TASK LIST:
**A.** In the news release, which institute awarded the four-year grant?
**B.** Rewrite everything from "Tampa, FL (Nov." down to "Pharmacology and Therapeutics." in the news release, swapping "co-investigator" for "collaborator".
══ SELECTED EXTRACT
News Release

USF neuroscientists awarded $1.1 million NIH grant to improve Alzheimer's vaccine

Grant and Award Announcement

University of South Florida (USF Health)

Tampa, FL (Nov. 10, 2004) -- University of South Florida College of Medicine neuroscientists have been awarded a $1.1 million federal grant to improve the safety and effectiveness of an Alzheimer's vaccine in a mouse model.

"This approach shifts the focus from treating symptoms of Alzheimer's disease to treatments that slow down the disease or prevent it altogether," said Jun Tan, MD, PhD, director of the Neuroimmunology Laboratory in the USF Department of Psychiatry.

Dr. Tan is principal investigator for the four-year grant from the National Institute for Neurological Disorders and Stroke. He will work with co-investigator David Morgan, PhD, director of the Alzheimer's Disease Research Laboratory in the USF Department of Pharmacology and Therapeutics.

The study builds on previous USF laboratory and animal model studies that tracked the role of the brain's immune system in Alzheimer's disease. Under certain circumstances, immune cells in the brain, known as microglia, promote the inflammatory and destructive process that can lead to Alzheimer's disease.
════
══ SUPPLIED RECORDS
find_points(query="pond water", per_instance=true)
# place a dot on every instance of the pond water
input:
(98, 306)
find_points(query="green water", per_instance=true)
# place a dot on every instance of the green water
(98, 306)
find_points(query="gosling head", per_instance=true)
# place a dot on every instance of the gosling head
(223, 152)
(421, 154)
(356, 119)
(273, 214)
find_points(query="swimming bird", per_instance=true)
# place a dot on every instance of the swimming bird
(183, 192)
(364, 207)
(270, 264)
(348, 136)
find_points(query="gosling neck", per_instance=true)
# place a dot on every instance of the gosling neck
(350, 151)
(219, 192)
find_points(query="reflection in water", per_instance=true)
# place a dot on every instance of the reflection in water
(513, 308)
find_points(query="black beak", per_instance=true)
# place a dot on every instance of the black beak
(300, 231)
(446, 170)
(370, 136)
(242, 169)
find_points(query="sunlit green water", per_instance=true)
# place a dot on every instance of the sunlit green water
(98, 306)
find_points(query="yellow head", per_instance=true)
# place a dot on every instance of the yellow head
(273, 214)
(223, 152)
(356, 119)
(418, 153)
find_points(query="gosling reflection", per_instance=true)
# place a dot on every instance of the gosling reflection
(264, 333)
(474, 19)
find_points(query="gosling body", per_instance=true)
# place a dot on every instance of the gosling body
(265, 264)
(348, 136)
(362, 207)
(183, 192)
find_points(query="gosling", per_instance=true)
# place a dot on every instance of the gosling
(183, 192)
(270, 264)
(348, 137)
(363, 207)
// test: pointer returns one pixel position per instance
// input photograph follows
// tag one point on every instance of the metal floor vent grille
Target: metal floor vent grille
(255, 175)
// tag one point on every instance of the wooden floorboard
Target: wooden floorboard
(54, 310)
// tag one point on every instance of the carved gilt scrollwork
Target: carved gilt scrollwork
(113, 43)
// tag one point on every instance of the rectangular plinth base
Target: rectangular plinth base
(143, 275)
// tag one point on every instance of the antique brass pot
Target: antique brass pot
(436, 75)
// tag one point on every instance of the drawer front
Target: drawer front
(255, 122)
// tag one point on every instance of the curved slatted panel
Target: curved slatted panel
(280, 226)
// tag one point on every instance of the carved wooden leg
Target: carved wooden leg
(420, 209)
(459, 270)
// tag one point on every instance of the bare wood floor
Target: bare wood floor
════
══ SUPPLIED RECORDS
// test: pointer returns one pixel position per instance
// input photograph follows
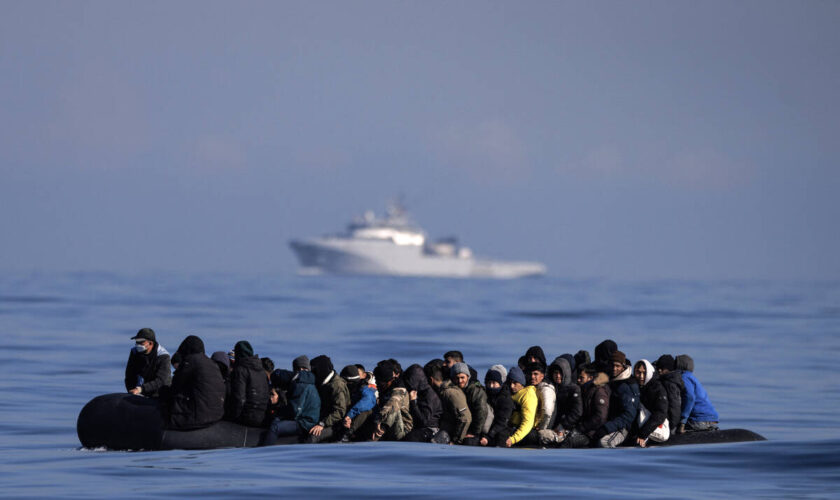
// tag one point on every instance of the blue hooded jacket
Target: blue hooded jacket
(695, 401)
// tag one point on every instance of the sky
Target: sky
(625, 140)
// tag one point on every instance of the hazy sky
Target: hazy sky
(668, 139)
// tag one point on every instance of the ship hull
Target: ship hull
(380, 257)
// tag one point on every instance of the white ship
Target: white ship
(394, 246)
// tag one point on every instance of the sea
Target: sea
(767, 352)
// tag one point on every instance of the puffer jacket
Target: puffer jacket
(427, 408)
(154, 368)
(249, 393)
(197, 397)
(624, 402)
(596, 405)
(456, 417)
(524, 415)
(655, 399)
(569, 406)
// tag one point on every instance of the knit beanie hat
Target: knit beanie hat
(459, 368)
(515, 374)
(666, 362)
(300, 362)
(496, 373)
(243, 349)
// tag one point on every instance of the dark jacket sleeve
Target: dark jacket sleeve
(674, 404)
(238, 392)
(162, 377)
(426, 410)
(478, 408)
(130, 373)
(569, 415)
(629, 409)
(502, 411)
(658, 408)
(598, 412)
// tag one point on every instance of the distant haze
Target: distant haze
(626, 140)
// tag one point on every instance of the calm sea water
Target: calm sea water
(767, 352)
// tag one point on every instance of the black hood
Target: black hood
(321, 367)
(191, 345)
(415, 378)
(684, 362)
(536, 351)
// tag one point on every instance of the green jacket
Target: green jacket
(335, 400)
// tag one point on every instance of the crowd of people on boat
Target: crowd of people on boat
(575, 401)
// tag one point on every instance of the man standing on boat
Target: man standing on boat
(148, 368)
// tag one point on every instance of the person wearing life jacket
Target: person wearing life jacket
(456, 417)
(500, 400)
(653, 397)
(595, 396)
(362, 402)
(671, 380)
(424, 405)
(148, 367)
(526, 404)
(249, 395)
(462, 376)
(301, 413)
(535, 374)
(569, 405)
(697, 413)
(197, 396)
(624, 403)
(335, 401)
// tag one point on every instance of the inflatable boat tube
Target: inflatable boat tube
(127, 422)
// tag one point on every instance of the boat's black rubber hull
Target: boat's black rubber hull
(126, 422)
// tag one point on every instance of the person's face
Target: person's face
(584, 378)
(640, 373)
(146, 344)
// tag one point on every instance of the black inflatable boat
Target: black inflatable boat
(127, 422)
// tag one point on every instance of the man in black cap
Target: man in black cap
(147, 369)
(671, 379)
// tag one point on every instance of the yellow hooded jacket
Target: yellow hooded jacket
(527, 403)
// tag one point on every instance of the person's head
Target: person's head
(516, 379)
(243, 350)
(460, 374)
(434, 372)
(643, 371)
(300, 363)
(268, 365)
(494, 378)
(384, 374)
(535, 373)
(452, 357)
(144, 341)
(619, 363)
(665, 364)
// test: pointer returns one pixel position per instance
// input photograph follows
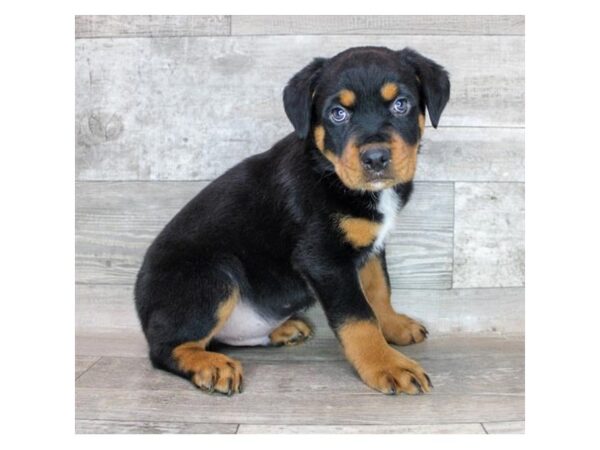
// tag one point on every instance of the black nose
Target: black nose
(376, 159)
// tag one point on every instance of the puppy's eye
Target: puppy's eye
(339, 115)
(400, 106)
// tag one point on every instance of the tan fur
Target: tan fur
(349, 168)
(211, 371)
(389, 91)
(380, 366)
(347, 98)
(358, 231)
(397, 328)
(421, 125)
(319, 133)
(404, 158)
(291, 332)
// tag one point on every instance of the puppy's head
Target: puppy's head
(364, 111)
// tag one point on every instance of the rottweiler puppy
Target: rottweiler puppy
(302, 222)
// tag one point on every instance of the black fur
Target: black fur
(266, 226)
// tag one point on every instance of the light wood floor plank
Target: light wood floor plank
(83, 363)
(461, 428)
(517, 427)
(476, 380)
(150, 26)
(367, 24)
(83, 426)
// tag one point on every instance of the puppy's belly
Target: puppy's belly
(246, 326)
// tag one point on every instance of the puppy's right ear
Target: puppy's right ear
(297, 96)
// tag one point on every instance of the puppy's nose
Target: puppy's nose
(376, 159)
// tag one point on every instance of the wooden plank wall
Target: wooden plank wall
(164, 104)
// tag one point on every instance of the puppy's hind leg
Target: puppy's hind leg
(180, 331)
════
ANSWERS FOR THE EXERCISE:
**A.** The National Institute for Neurological Disorders and Stroke

**B.**
Tampa, FL (Nov. 10, 2004) -- University of South Florida College of Medicine neuroscientists have been awarded a $1.1 million federal grant to improve the safety and effectiveness of an Alzheimer's vaccine in a mouse model.

"This approach shifts the focus from treating symptoms of Alzheimer's disease to treatments that slow down the disease or prevent it altogether," said Jun Tan, MD, PhD, director of the Neuroimmunology Laboratory in the USF Department of Psychiatry.

Dr. Tan is principal investigator for the four-year grant from the National Institute for Neurological Disorders and Stroke. He will work with collaborator David Morgan, PhD, director of the Alzheimer's Disease Research Laboratory in the USF Department of Pharmacology and Therapeutics.